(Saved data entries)

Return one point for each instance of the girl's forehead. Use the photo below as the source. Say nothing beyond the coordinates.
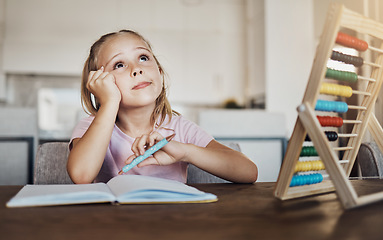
(125, 40)
(118, 44)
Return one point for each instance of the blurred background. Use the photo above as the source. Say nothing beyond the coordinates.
(236, 67)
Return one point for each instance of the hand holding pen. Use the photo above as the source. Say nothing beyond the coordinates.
(147, 154)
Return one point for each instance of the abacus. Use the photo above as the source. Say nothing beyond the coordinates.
(325, 93)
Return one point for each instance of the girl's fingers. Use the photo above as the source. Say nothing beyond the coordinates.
(148, 161)
(130, 159)
(139, 145)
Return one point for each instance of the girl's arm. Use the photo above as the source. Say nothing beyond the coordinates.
(223, 162)
(88, 152)
(215, 158)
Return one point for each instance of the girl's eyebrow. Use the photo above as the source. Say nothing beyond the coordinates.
(106, 64)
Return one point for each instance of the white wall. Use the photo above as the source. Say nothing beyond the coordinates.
(289, 51)
(200, 43)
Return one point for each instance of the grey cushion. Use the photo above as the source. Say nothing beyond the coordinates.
(51, 160)
(50, 164)
(370, 160)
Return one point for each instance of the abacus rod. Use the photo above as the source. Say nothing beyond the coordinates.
(342, 148)
(366, 79)
(352, 121)
(375, 49)
(357, 107)
(347, 135)
(372, 64)
(361, 93)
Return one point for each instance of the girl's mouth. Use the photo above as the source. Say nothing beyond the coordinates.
(141, 85)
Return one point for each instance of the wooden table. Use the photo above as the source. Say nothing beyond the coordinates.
(244, 211)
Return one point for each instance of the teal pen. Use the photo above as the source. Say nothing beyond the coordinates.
(147, 154)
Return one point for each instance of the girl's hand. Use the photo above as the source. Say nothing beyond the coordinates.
(169, 154)
(103, 86)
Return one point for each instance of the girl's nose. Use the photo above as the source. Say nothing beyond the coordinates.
(137, 72)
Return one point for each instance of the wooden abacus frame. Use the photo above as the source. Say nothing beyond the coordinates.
(337, 17)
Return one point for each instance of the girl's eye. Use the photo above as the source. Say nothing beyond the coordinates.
(119, 65)
(144, 58)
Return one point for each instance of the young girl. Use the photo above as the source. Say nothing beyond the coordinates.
(131, 113)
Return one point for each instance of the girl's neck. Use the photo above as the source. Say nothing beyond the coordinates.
(135, 122)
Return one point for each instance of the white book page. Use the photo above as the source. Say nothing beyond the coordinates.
(130, 183)
(40, 195)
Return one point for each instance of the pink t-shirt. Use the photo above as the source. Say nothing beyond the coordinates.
(119, 149)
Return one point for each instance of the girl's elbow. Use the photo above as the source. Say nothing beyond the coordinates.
(252, 174)
(78, 177)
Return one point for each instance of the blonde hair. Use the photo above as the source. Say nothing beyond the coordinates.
(162, 106)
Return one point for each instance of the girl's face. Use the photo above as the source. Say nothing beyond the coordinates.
(132, 64)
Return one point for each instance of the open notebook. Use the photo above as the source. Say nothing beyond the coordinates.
(123, 189)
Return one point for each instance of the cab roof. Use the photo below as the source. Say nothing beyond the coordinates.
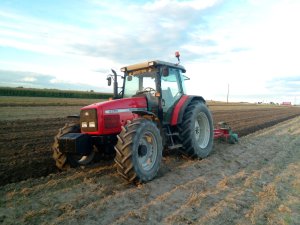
(152, 63)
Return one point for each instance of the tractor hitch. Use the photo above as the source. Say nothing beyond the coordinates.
(78, 143)
(223, 132)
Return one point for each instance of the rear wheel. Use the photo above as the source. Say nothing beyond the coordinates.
(196, 130)
(139, 151)
(64, 161)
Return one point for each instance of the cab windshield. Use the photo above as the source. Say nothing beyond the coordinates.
(136, 83)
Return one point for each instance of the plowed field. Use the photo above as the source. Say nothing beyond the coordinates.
(25, 144)
(253, 182)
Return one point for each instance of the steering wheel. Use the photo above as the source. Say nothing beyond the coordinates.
(147, 89)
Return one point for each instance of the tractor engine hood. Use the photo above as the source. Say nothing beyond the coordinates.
(106, 118)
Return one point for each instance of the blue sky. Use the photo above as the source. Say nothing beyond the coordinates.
(251, 45)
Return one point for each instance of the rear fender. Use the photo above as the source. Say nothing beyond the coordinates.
(181, 106)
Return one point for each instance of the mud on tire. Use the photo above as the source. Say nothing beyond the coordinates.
(196, 130)
(139, 151)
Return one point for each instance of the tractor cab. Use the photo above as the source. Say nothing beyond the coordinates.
(161, 82)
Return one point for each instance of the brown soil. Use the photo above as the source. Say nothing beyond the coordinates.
(25, 145)
(256, 181)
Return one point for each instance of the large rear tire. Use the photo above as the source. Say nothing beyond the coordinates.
(66, 161)
(139, 151)
(196, 130)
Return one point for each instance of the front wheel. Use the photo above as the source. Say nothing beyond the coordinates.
(196, 130)
(139, 151)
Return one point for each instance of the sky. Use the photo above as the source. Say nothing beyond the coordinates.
(250, 46)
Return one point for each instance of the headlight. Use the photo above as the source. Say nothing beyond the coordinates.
(92, 124)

**GOAL OF THE EXERCISE**: Exactly the lines from the one containing "Return one point for each instance of the front" through the final line above, and only those, should be given again.

**RESPONSE TO THIS EXERCISE**:
Return one point for each instance of the front wheel. Use the photo above as the source. Say nothing beyond the coordinates.
(196, 130)
(139, 151)
Return one point for each instance of the sky. Use the photo above as the source. Say nothing beyond the coordinates.
(250, 46)
Return one point for each instance of the headlight. Use the photo above as the source. Say nothing beyond the coordinates.
(92, 124)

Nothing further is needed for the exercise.